## TEXTE À LIRE
* * * * *

Il est né à Tanger au Maroc, le 24 février 1304 et serait mort entre 1369-79. On ne connaît pour ainsi dire rien de sa vie, si ce n’est qu’il est issu d’une famille de cadis. Il quitte Tanger le 14 juin 1325 pour se rendre en pèlerinage à La Mecque et n’en revient que le 8 novembre 1349, après avoir parcouru plus de 120’000 kilomètres – d’Afrique du Nord vers la Chine en passant par l’Inde, Sumatra, l’Afrique orientale, la Perse, l’Irak, la Syrie, l’Egypte et l’Arabie du Sud ! Dans l’intervalle, il effectue encore six autres pèlerinages.

Il est l’auteur de sa relation de voyage dont le titre est « Voyages et périples (rihla). Présent à ceux qui aiment à réfléchir sur les curiosités des villes et les merveilles des voyages ». Cependant, il ne l’écrit pas lui-même, mais dicte ses souvenirs à un secrétaire. Le travail de rédaction débute en décembre 1355, soit six ans après son retour et trente ans après son premier périple. L’ouvrage est terminé en 1356.

* * * * *

## DONNÉES FOURNIES
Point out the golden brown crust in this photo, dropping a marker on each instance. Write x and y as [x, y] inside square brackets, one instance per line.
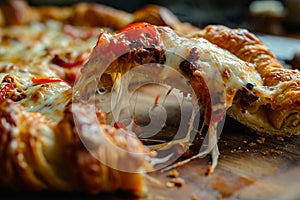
[36, 155]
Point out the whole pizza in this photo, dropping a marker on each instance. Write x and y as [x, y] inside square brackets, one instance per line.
[63, 68]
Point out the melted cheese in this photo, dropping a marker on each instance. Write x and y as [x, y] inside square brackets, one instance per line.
[27, 51]
[212, 62]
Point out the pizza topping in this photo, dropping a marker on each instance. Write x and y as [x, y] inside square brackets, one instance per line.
[82, 33]
[67, 60]
[43, 80]
[5, 89]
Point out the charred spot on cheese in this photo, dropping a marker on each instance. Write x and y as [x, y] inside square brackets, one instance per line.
[245, 97]
[226, 74]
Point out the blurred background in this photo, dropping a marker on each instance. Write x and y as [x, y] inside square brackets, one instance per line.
[266, 16]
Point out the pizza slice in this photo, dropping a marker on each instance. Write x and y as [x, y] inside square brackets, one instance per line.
[277, 113]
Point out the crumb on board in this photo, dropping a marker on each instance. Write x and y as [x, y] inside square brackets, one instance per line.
[252, 144]
[173, 174]
[280, 139]
[194, 197]
[261, 140]
[178, 182]
[272, 151]
[209, 170]
[169, 184]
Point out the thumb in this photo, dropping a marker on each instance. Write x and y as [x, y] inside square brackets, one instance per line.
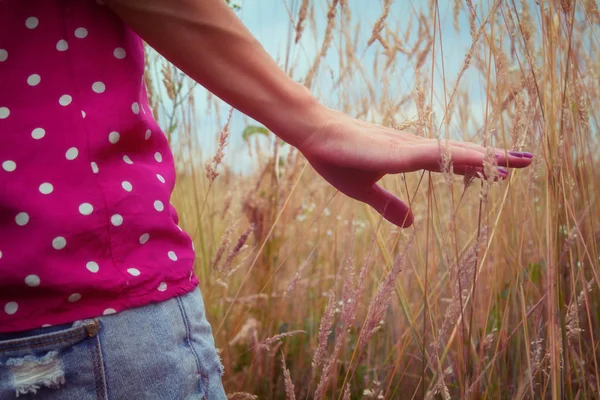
[388, 205]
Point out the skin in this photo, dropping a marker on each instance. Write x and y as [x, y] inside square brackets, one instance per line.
[206, 40]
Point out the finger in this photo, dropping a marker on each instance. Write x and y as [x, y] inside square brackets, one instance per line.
[389, 206]
[502, 154]
[428, 155]
[503, 173]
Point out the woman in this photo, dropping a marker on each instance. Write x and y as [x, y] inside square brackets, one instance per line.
[97, 293]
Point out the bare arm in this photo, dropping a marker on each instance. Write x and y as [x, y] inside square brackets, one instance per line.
[207, 41]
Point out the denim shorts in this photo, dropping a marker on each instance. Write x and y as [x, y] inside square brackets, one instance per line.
[159, 351]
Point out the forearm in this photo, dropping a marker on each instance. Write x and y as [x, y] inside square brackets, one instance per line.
[206, 40]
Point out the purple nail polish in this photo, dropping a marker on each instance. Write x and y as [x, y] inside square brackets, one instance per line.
[520, 154]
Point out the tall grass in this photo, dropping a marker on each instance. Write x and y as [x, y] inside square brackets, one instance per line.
[493, 293]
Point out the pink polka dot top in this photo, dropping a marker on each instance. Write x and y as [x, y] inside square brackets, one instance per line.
[86, 174]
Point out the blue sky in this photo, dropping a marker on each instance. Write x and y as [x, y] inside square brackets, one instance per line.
[270, 21]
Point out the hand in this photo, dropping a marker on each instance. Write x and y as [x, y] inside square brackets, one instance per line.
[353, 155]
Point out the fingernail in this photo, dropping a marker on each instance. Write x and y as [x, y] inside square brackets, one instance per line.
[520, 154]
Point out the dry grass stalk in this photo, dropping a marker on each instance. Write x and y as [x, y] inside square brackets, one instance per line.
[211, 167]
[268, 342]
[287, 379]
[326, 43]
[380, 24]
[241, 396]
[302, 13]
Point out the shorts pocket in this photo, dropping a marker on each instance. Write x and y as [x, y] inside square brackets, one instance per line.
[62, 362]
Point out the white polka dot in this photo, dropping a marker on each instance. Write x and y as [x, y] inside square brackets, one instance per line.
[32, 280]
[75, 297]
[22, 219]
[114, 137]
[99, 87]
[32, 22]
[62, 45]
[86, 208]
[92, 266]
[4, 112]
[11, 307]
[144, 238]
[59, 243]
[65, 100]
[119, 53]
[158, 205]
[80, 33]
[46, 188]
[126, 186]
[72, 153]
[9, 165]
[33, 80]
[38, 133]
[116, 220]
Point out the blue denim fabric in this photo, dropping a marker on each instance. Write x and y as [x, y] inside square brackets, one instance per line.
[159, 351]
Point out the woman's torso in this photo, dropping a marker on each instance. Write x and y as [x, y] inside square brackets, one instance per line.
[86, 175]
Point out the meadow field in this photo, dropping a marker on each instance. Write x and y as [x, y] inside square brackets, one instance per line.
[493, 293]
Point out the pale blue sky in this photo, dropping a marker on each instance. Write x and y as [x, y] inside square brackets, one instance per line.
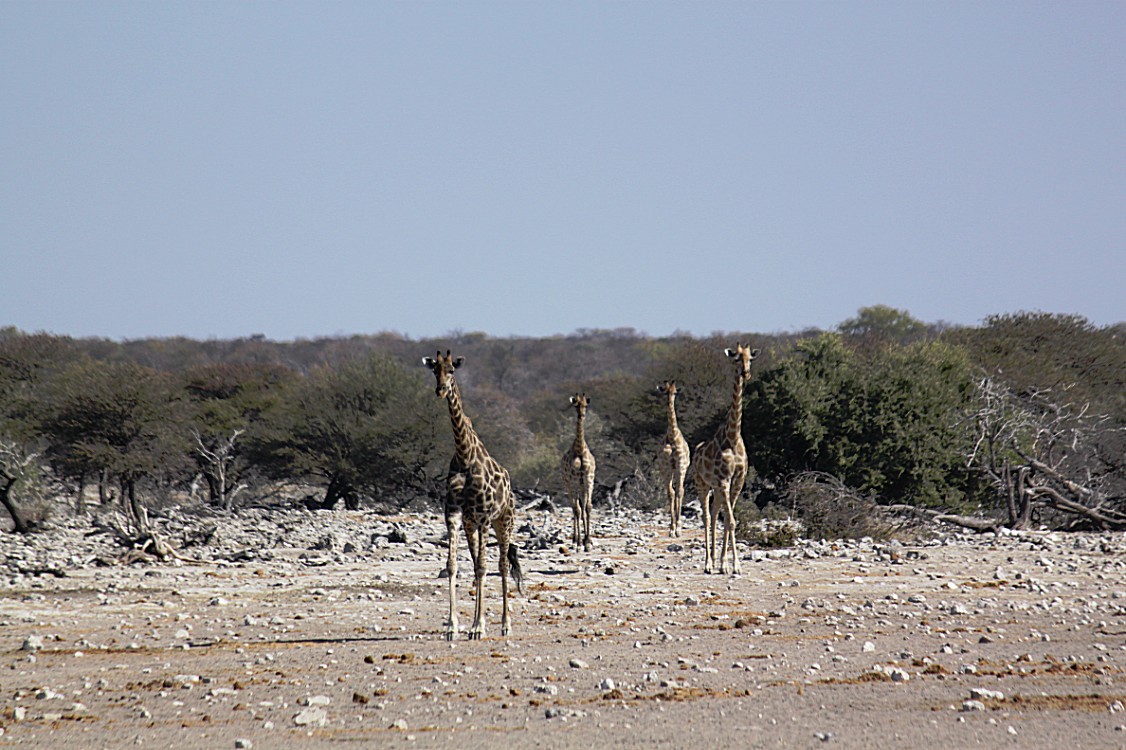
[303, 169]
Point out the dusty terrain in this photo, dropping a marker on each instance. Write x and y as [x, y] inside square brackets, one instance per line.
[325, 630]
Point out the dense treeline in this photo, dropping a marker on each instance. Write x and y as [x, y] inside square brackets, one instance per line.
[1018, 420]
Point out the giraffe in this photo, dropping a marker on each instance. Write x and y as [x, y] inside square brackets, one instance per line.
[479, 493]
[721, 467]
[578, 470]
[672, 460]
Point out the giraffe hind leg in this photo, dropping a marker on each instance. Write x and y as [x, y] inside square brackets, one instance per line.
[502, 528]
[477, 538]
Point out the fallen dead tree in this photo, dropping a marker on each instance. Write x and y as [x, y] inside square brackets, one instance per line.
[1049, 457]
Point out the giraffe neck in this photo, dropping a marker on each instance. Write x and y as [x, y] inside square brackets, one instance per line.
[733, 429]
[673, 429]
[580, 439]
[465, 439]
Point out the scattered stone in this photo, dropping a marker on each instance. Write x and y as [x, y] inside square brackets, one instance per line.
[314, 716]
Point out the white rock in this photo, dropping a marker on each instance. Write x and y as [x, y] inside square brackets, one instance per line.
[315, 716]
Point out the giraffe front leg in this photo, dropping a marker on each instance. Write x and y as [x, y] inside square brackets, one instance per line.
[477, 542]
[669, 490]
[680, 502]
[575, 523]
[502, 544]
[708, 532]
[729, 536]
[587, 544]
[452, 524]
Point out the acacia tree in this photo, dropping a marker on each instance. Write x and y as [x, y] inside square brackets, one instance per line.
[883, 420]
[360, 428]
[115, 421]
[226, 401]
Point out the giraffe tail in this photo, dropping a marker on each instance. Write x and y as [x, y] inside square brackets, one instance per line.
[514, 568]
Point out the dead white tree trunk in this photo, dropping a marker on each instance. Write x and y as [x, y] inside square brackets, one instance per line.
[219, 462]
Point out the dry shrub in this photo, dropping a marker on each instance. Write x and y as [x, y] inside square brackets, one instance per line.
[832, 510]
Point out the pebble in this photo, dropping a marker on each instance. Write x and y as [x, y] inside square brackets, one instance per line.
[311, 716]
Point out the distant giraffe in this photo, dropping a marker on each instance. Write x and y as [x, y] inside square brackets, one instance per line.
[578, 470]
[479, 493]
[721, 467]
[672, 460]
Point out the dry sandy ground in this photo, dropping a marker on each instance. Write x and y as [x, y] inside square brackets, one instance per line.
[632, 645]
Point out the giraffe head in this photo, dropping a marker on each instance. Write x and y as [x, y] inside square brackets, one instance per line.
[443, 368]
[742, 356]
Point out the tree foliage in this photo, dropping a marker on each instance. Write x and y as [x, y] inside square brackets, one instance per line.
[364, 428]
[883, 421]
[886, 408]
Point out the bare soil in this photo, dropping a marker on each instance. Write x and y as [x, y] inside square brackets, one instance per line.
[825, 644]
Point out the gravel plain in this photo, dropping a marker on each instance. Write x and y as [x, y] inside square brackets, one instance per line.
[286, 627]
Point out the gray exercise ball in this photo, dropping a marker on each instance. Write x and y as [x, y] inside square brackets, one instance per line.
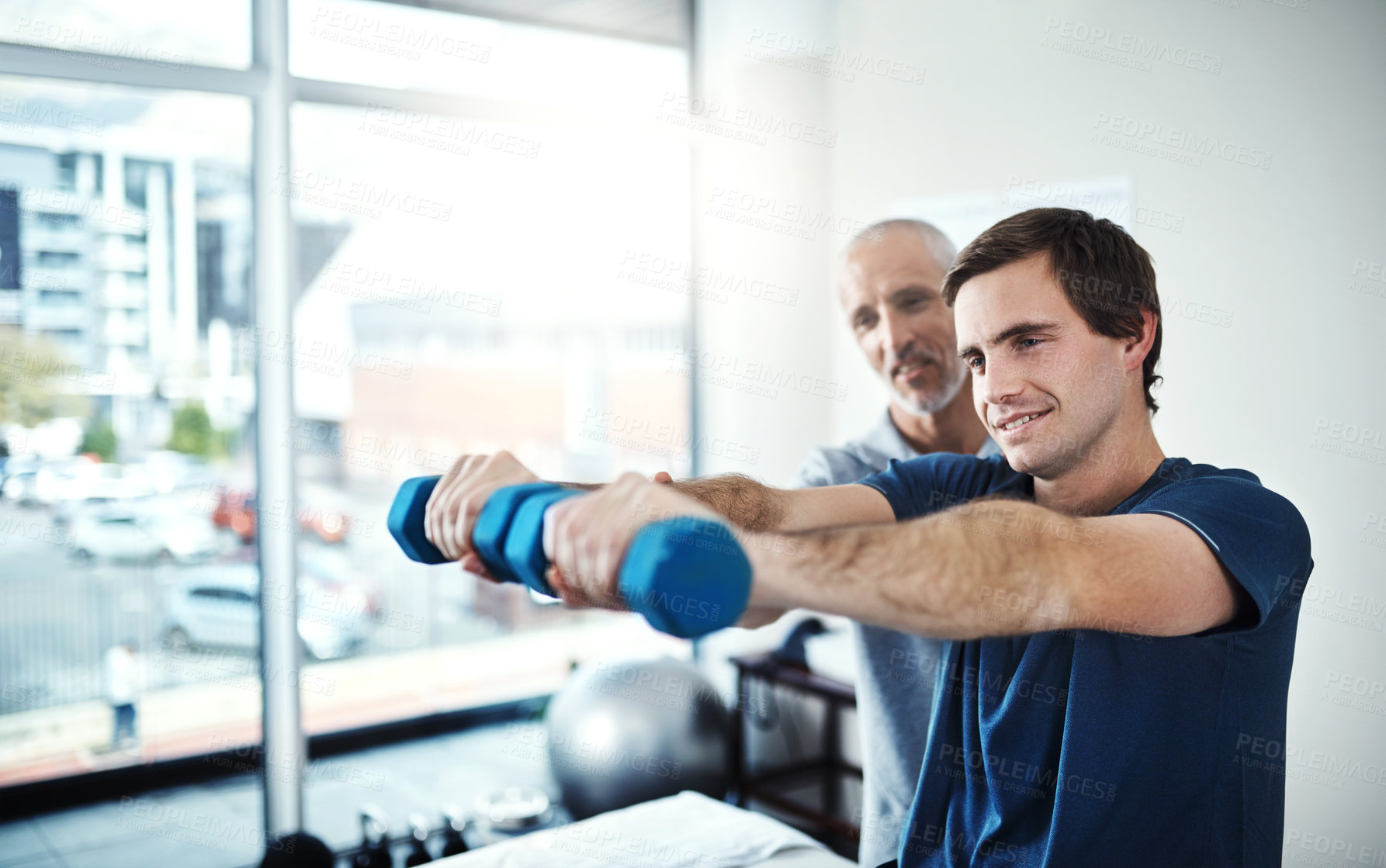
[625, 732]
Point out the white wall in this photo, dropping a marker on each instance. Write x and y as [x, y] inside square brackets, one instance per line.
[1292, 252]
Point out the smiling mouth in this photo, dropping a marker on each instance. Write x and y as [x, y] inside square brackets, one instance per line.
[910, 370]
[1022, 423]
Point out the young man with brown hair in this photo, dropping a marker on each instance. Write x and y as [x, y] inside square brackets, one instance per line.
[1120, 624]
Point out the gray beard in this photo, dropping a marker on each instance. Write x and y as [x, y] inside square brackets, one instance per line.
[927, 406]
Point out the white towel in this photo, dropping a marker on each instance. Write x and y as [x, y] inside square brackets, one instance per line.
[684, 831]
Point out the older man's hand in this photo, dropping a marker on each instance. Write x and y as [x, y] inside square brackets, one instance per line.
[458, 499]
[585, 538]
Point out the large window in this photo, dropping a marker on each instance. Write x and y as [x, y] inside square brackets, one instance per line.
[474, 211]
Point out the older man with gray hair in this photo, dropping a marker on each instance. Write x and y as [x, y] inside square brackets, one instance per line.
[889, 285]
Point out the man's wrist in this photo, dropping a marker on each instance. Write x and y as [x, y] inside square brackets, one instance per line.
[771, 555]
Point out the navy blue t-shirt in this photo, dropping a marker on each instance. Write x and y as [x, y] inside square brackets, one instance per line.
[1091, 746]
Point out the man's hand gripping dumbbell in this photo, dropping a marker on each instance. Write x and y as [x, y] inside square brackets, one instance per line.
[632, 545]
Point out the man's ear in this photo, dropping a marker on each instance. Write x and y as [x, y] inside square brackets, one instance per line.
[1138, 348]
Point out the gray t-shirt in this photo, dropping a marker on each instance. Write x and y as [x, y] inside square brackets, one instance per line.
[896, 670]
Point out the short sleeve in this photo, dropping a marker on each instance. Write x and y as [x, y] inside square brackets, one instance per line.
[1257, 534]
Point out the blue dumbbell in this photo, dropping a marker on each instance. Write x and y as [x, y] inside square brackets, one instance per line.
[688, 576]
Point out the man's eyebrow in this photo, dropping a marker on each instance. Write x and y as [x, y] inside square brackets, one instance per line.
[1014, 331]
[915, 287]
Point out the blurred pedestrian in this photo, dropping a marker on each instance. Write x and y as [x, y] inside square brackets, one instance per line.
[121, 690]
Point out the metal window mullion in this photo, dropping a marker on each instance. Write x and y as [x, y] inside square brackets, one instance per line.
[285, 745]
[88, 67]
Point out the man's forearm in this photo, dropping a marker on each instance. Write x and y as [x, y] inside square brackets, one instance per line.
[954, 575]
[740, 499]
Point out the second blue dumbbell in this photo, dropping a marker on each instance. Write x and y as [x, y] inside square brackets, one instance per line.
[688, 576]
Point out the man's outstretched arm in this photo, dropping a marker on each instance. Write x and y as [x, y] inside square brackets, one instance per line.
[757, 507]
[1001, 568]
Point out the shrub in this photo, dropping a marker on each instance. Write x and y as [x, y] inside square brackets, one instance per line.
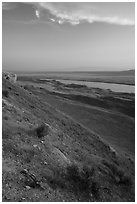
[82, 181]
[118, 175]
[5, 93]
[42, 130]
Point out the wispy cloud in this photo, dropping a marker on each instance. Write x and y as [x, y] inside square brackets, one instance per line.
[8, 6]
[74, 16]
[73, 13]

* * * * *

Pourriez-vous poursuivre le texte sur le voyageur né à Tanger en reprenant juste après sa dernière phrase ?

## RÉPONSE À L'EXERCICE
« Nous quittâmes le pays de Tawâlisi [Sumatra] et nous atteignîmes la Chine, dix-sept jours après ; comme les vents nous avaient été favorables, nous pûmes naviguer à grande vitesse et sans encombre.

La Chine est un vaste pays où abondent les ressources, les fruits, les céréales, l’or, l’argent et aucune autre contrée ne l’égale sous ce rapport. Elle est traversée par le fleuve Âb al-Hâya [le Fleuve jaune, ce qui est fautif ici], c’est-à-dire « l’eau de la vie », qui est aussi nommé fleuve Sarû du même nom que celui qui coule en Inde. Il prend sa source près de la ville de Khân Bâliq [Cambaluc des sources latines] dans des montagnes dites Kûh Buznah, ce qui signifie « montagne des Singes ». Le fleuve coule au centre de la Chine sur une longueur de six mois de marche et se jette à Sîn as-Sîn. Sur ses rives, on trouve des villages, des champs, des vergers, des marchés comme sur les rives du Nil en Egypte, à la différence toutefois que la Chine est plus prospère. (…)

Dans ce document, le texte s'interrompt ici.